**Problem to work on**
Reproduce the data word for word, from the line that contains "Task: annotate every instance of the weathered" up to and including the last line of the data.

**Material provided**
|---|

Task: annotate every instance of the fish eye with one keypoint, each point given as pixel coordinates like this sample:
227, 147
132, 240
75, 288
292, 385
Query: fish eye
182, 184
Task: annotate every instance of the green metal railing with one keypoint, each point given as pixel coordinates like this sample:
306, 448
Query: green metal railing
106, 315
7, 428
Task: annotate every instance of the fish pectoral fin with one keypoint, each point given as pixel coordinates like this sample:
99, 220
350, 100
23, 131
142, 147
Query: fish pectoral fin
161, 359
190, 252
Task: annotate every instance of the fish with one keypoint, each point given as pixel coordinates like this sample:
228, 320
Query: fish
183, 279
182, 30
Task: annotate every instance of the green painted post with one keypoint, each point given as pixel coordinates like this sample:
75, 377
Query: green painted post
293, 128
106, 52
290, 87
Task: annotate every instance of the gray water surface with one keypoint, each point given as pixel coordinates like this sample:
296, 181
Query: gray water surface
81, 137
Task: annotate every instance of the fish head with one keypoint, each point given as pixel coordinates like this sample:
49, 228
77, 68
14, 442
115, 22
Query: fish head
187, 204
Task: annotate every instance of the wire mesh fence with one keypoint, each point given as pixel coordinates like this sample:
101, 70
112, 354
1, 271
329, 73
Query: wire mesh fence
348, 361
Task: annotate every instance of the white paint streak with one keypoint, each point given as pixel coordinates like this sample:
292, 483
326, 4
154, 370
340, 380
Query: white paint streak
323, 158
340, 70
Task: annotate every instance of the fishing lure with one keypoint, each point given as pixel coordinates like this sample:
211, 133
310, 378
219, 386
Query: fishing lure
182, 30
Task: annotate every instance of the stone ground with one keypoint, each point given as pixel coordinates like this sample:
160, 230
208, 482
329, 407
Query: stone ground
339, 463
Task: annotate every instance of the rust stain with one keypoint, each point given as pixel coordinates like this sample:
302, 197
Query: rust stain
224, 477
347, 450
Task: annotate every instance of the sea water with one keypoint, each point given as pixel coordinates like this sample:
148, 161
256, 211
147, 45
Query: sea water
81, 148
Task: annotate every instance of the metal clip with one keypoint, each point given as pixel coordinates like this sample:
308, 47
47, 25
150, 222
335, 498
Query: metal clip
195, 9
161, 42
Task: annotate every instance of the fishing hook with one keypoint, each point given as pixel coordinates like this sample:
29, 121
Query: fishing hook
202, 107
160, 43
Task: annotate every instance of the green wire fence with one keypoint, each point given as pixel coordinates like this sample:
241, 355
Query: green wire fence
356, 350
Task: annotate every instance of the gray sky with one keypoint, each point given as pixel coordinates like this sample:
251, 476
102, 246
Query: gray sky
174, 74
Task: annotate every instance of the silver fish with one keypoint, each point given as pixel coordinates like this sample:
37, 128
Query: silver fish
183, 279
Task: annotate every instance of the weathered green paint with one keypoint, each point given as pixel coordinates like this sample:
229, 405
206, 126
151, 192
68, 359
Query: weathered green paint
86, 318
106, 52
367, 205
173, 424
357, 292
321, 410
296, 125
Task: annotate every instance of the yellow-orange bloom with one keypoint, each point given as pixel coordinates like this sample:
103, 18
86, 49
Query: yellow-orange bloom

|---|

**Written solution**
Task: annotate every instance of the weathered green paint with one keypoint, each point given as pixel coordinates like this sample:
229, 405
206, 126
151, 192
68, 359
Query: weathered green paint
86, 318
106, 52
367, 205
173, 424
357, 292
321, 410
296, 125
Task: annotate every instance of the yellow-orange bloom with one keypoint, each point given as pixel coordinates like this sample:
103, 18
86, 49
Query: yellow-orange bloom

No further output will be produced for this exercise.